■ **TASK PROMPT**: Please return every line of the records below that holds the word "toyota".

[Text-to-region grounding data]
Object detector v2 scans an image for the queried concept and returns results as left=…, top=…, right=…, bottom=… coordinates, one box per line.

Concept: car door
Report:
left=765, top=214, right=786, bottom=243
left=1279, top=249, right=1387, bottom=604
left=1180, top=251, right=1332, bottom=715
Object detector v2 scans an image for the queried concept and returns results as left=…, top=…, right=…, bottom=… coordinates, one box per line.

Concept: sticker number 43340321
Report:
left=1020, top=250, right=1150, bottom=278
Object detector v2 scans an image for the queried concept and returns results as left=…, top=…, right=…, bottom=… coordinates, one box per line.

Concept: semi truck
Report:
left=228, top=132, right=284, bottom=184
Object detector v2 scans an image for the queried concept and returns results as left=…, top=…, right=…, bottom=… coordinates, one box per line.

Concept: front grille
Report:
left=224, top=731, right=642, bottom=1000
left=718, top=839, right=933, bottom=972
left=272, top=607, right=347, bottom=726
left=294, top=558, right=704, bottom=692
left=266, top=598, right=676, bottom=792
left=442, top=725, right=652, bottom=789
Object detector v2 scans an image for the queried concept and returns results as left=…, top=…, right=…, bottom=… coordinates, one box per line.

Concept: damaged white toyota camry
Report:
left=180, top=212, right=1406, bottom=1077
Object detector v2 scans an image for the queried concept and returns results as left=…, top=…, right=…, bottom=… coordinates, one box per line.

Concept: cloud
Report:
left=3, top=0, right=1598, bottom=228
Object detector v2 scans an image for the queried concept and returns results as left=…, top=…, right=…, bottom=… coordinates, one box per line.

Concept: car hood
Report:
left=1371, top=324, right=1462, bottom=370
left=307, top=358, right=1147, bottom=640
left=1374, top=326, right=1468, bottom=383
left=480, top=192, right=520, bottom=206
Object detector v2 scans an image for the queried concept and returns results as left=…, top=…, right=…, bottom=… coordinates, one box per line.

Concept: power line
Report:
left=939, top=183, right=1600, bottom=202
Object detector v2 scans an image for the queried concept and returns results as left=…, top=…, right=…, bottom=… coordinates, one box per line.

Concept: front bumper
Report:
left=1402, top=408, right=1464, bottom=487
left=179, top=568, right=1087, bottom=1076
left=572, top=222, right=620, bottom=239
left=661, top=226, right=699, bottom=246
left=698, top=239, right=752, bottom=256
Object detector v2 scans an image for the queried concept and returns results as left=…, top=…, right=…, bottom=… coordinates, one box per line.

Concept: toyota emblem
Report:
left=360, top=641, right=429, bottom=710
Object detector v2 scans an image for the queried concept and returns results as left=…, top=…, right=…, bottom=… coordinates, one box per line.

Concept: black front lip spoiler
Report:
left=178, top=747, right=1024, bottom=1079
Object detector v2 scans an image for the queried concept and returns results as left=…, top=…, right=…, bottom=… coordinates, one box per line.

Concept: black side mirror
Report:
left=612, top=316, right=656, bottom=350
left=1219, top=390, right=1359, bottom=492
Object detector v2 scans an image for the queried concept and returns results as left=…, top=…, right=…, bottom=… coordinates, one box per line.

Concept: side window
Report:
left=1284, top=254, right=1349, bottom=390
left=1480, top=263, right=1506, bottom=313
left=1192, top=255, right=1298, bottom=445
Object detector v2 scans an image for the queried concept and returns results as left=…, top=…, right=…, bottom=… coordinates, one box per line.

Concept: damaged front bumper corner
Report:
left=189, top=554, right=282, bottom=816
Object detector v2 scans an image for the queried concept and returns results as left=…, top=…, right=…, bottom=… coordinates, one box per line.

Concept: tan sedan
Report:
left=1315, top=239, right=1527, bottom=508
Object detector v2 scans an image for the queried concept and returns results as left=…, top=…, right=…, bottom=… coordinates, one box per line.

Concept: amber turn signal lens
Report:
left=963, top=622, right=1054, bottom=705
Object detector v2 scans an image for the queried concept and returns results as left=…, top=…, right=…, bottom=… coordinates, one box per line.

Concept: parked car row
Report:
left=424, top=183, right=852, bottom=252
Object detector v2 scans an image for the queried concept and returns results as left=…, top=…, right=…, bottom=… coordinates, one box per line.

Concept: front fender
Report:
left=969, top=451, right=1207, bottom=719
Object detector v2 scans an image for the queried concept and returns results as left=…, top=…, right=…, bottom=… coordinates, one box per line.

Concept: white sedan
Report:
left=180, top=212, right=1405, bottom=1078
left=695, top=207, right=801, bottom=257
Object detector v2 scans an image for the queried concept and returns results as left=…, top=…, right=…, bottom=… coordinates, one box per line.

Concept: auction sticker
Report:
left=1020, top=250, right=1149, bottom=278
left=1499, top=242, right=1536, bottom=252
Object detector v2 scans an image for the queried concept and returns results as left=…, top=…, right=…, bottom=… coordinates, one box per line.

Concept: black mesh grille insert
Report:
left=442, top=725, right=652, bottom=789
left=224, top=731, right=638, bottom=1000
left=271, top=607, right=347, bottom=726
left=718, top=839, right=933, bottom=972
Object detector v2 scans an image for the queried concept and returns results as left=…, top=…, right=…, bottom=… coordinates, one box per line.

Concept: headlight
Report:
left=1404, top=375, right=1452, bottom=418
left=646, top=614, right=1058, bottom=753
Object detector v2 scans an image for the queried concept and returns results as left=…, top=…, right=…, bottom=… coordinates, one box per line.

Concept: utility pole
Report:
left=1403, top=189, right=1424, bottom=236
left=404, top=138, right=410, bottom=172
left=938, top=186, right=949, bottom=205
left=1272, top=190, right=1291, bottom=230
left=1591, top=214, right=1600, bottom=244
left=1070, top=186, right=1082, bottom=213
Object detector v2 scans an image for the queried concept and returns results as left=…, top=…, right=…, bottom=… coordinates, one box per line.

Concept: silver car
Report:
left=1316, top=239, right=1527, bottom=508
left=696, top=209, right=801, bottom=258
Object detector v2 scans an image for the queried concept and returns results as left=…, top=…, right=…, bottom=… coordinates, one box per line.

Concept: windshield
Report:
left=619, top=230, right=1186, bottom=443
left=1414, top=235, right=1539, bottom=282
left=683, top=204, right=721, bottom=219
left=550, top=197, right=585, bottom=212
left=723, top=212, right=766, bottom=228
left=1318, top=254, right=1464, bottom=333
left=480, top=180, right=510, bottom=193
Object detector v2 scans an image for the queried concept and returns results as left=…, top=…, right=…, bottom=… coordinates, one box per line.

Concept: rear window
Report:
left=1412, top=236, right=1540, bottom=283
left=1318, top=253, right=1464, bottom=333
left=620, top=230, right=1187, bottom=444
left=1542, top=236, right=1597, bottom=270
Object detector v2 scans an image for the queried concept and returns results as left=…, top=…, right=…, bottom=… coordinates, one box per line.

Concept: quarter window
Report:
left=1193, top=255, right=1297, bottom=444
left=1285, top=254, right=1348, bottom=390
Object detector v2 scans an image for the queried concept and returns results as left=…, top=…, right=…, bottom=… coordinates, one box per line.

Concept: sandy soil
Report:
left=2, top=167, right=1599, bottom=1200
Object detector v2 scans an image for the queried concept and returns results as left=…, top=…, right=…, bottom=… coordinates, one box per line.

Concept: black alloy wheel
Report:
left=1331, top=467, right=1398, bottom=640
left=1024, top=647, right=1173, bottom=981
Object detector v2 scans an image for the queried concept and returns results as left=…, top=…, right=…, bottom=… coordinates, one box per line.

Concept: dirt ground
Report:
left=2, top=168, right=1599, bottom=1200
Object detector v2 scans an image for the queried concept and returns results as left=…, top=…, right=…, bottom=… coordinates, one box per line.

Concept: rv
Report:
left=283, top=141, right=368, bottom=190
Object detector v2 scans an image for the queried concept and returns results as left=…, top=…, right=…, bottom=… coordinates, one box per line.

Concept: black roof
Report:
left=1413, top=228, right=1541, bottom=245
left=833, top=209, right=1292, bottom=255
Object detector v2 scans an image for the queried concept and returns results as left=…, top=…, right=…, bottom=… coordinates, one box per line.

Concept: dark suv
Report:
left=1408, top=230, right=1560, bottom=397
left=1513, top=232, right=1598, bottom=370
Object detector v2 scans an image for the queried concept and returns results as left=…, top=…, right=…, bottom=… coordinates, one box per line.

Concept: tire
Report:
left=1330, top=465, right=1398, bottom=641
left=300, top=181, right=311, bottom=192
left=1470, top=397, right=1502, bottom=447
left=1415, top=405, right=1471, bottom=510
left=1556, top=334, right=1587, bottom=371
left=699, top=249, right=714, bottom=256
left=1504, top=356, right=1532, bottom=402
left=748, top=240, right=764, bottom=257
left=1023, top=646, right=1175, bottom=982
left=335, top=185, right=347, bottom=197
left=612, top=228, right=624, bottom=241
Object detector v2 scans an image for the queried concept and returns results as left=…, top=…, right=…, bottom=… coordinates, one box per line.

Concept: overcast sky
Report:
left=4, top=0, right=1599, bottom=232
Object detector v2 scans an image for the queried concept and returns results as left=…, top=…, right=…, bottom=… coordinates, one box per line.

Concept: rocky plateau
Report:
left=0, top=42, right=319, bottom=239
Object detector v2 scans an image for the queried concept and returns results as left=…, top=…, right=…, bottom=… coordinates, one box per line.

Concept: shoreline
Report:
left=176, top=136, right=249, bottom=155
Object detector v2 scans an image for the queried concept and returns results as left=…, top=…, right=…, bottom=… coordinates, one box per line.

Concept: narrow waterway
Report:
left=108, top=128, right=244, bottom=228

■ **SOLUTION TO THIS PROBLEM**:
Concept: damaged white toyota camry
Concept: toyota emblem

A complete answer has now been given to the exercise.